== Reading text

Age, Gender, Sex and Race and Risk of Colon Cancer
Everyone wants to know when they’re at risk. Some risks are obvious: for example, your chances of being in a car accident increase or decrease depending on your age (young drivers are inexperienced and higher risks behind the wheel, as are elderly individuals whose reflexes or eye sight might be failing). Your risk also increases if you’re attempting to drive blind drunk. Obvious, right?
But other risks are less easily spotted, and are often more important to the public. Wouldn’t you like to know if, at a certain age, your risk of developing a disease skyrocketed? Would you want to be told that as a Caucasian, or African American, your risk of contracting a condition doubled? Tripled?

Risk of Colon Cancer
It would seem to me that someone at higher risk of being diagnosed with something like diabetes, or cancer, would do whatever he or she could to manage that risk. To make changes in other areas of their life. Now, a man can’t just switch sexes to avoid testicular cancer, but he might be more alert and consistent with self-examinations if he had a family history of the disease.
So, keeping all of this in mind, the following presents the results of research presented at the Digestive Disease Week 2007. You can now finally get the facts on your age, weight, gender and race and how they increase your risk of contracting the 2nd biggest cancer killer in the developed world: colon cancer.
First: obesity. People are getting fatter. It’s the truth. And evidence is stacking up against the overweight population, firmly showing that normal weight individuals have a much lower chance of colorectal cancer.
Gender? Men are at about equal risk as women for fatally contracting colon cancer; however, linked directly with the previous information on obesity, it would seem that overweight women are at the higher risk than overweight men.
How about age? Well, it’s well known that colon cancer is more common in the elderly, but what about the “oldest of the old”? Patients over 85 often weren’t offered surgical or chemotherapy procedures, with the risk being deemed greater than the potential benefit. Now, however, elderly patients are being recommended for aggressive treatments, including surgery, to maximize the chance of survival.
Finally: race. It would seem African Americans have been having progressively greater colon cancer rates since the mid-1990’s. The cause of this is unknown; however, the best protection against this statistic is early, effective diagnosis. So don’t be shy and get tested!
As mentioned before, many of these risk factors are unavoidable, but some of them are, like obesity. If you find yourself at a high risk for colon cancer, just talk to your doctor. In addition to lifestyle changes, your doctor can potentially provide you with an anti-cancer plan, to minimize your risks and keep you living as long as possible. Because chances are for casino games, not the game of life.

====
== Source material

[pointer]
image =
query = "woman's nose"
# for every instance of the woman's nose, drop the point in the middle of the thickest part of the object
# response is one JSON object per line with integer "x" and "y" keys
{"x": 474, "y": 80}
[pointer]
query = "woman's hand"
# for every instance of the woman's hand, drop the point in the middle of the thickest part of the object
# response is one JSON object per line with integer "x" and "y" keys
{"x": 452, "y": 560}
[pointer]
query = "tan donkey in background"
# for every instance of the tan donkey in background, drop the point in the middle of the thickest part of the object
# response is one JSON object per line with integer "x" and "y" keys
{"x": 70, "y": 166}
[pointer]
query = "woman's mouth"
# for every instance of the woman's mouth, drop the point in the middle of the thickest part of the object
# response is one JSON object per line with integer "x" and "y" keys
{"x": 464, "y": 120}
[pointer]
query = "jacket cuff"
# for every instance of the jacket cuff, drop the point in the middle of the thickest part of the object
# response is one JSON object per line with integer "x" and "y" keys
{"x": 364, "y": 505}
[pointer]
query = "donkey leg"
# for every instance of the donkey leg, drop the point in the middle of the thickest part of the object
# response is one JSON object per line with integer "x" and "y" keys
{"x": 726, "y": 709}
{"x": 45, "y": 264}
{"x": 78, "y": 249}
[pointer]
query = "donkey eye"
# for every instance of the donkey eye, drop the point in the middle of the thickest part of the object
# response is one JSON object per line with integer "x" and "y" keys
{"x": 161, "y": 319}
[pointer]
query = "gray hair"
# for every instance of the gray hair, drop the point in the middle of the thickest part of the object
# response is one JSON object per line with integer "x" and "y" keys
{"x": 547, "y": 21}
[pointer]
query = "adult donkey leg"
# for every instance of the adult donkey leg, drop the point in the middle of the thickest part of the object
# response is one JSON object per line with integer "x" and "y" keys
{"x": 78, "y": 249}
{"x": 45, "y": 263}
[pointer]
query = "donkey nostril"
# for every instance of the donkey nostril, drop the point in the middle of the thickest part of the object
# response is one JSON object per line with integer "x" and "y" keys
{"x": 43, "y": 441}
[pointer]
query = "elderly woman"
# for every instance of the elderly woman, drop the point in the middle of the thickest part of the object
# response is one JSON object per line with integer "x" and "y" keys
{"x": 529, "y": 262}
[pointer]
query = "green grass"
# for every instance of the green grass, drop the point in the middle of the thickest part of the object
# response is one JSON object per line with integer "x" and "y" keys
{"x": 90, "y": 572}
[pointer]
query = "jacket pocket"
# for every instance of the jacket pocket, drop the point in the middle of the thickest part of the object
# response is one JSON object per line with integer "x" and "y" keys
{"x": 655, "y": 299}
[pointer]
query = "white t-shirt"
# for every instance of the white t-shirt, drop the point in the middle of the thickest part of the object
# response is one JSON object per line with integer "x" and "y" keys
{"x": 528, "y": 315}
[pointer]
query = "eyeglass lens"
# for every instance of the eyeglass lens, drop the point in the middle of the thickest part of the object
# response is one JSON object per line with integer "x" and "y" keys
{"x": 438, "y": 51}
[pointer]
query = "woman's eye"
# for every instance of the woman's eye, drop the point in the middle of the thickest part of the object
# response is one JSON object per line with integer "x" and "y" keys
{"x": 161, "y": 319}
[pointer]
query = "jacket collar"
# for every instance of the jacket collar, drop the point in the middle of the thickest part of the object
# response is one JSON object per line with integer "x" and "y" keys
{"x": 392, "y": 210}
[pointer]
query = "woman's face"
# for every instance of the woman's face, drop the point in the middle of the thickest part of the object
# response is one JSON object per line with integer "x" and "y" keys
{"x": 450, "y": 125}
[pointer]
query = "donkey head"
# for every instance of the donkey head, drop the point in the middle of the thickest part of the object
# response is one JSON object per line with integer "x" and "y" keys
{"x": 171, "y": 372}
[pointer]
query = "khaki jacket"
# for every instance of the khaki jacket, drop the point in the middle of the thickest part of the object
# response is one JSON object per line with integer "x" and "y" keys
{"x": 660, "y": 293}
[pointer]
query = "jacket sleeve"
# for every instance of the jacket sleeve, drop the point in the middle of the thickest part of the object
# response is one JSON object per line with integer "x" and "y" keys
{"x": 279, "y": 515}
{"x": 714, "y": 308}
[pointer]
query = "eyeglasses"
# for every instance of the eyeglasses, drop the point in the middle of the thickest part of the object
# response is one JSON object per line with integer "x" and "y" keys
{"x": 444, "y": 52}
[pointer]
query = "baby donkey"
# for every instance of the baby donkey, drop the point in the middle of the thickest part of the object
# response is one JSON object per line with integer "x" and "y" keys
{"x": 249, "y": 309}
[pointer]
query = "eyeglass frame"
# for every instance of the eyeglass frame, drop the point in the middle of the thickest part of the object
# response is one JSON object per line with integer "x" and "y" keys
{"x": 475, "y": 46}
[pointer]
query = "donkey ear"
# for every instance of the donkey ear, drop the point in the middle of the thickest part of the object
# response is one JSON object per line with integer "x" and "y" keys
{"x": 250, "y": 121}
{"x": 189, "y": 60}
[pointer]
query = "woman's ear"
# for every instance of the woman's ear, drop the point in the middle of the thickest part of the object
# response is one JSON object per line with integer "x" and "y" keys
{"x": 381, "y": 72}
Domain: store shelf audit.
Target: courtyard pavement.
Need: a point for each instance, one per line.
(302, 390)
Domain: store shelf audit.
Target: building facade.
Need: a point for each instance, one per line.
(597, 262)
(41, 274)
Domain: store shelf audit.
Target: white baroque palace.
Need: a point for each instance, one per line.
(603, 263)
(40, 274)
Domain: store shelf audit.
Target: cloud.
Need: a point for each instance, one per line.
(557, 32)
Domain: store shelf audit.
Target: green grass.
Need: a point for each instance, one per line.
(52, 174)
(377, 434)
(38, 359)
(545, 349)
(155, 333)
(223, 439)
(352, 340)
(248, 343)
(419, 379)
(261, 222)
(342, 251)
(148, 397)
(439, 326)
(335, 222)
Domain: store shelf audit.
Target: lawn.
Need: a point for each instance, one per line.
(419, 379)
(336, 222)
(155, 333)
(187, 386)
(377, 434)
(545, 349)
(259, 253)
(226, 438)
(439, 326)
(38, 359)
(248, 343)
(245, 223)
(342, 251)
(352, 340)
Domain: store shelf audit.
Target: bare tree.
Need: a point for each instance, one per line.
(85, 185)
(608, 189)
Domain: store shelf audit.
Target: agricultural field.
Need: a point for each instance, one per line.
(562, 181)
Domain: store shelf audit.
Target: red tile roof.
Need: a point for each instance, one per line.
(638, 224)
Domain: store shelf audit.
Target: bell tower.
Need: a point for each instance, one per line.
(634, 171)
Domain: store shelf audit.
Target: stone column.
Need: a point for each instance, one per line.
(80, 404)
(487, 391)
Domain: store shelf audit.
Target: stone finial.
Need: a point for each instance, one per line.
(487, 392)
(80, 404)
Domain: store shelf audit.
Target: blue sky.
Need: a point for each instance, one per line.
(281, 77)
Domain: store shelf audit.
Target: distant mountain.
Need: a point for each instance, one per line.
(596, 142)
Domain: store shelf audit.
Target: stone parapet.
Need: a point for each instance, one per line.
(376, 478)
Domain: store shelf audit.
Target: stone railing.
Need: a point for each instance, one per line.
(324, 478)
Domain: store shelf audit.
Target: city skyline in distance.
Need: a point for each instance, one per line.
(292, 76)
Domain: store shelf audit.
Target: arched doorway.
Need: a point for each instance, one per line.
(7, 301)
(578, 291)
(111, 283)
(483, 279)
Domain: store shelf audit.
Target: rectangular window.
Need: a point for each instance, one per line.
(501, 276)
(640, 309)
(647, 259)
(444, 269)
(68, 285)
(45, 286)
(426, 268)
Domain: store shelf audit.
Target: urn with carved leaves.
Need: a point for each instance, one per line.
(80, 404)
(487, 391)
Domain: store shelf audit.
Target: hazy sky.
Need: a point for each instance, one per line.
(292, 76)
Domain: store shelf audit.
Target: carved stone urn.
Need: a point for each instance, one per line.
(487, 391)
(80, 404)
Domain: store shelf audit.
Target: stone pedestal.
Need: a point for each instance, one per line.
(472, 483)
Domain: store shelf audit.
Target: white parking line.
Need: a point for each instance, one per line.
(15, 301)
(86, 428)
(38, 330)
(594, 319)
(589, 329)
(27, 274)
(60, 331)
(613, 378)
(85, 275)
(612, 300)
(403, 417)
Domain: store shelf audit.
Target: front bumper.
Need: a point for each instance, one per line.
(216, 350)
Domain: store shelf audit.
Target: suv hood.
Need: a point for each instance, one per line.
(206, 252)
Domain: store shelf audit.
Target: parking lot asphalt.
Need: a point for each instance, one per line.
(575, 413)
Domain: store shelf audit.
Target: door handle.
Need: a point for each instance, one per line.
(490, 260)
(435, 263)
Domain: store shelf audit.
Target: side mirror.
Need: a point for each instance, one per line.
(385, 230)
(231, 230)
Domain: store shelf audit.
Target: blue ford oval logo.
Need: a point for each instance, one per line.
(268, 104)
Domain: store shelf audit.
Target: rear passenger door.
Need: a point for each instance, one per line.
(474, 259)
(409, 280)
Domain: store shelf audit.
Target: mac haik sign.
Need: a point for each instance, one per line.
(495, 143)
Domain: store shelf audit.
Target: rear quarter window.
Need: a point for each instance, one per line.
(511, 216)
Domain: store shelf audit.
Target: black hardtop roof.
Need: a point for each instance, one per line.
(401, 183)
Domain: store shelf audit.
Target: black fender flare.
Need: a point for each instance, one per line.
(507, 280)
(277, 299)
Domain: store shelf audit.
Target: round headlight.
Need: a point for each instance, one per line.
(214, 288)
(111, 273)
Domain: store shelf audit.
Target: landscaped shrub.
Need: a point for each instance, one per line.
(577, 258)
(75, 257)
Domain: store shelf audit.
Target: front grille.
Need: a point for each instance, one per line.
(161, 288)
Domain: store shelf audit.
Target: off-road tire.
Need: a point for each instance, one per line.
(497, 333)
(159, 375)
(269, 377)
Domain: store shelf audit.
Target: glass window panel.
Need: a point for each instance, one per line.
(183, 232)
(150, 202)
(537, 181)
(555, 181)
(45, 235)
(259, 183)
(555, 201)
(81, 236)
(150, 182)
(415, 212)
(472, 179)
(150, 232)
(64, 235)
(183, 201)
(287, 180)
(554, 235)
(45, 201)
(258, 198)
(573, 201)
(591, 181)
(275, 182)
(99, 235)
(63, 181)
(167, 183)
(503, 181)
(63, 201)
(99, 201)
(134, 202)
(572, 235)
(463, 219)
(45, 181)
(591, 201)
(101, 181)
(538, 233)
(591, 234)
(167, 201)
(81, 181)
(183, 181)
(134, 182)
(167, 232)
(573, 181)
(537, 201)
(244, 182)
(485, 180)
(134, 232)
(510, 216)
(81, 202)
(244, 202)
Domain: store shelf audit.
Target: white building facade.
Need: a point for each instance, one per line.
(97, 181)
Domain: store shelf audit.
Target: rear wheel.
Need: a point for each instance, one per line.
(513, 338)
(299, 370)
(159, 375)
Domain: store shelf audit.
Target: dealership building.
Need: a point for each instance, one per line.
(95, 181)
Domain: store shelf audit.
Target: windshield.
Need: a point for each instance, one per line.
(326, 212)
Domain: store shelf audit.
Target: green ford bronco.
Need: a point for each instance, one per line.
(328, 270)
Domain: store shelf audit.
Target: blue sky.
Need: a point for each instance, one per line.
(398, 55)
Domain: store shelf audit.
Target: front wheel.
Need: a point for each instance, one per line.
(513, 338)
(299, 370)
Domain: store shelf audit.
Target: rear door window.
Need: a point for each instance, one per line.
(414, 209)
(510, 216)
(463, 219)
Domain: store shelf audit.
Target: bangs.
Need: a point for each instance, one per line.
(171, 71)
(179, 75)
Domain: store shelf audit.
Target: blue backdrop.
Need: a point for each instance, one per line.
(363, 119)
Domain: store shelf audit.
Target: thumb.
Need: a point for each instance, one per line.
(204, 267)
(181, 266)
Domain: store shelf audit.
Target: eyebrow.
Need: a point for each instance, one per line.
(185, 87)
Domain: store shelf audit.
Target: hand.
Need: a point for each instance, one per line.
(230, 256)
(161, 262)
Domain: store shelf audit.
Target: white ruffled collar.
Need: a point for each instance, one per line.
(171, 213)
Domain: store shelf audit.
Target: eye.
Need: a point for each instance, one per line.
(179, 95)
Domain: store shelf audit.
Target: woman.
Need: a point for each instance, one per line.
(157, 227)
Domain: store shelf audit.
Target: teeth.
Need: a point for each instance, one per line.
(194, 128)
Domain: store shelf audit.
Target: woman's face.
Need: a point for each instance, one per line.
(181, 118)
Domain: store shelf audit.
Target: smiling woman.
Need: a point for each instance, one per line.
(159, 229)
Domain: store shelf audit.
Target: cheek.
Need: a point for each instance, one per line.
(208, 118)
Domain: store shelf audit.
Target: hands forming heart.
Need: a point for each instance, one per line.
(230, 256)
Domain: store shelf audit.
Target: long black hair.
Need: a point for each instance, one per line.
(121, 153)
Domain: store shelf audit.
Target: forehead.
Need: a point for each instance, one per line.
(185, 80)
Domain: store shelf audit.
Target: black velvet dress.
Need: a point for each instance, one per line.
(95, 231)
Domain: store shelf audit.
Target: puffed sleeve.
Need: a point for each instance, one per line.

====

Work instruction A
Using the colon cancer article, decide whether each statement agrees with it: (i) the research it reports was presented at Digestive Disease Week 2007; (ii) the cause of rising colon cancer rates among African Americans is known; (iii) men face a much higher risk than women of fatally contracting colon cancer. Answer yes or no for each and quote the words that decide it.
Work instruction B
List every factor named in the title of the colon cancer article.
Work instruction C
Reproduce the stretch of the colon cancer article from "But other risks" through "of the disease.".

Expected output A
(i) Yes: "the following presents the results of research presented at the Digestive Disease Week 2007"
(ii) No: "The cause of this is unknown"
(iii) No: "Men are at about equal risk as women for fatally contracting colon cancer"

Expected output B
Age, Gender, Sex, Race

Expected output C
But other risks are less easily spotted, and are often more important to the public. Wouldn’t you like to know if, at a certain age, your risk of developing a disease skyrocketed? Would you want to be told that as a Caucasian, or African American, your risk of contracting a condition doubled? Tripled?

Risk of Colon Cancer
It would seem to me that someone at higher risk of being diagnosed with something like diabetes, or cancer, would do whatever he or she could to manage that risk. To make changes in other areas of their life. Now, a man can’t just switch sexes to avoid testicular cancer, but he might be more alert and consistent with self-examinations if he had a family history of the disease.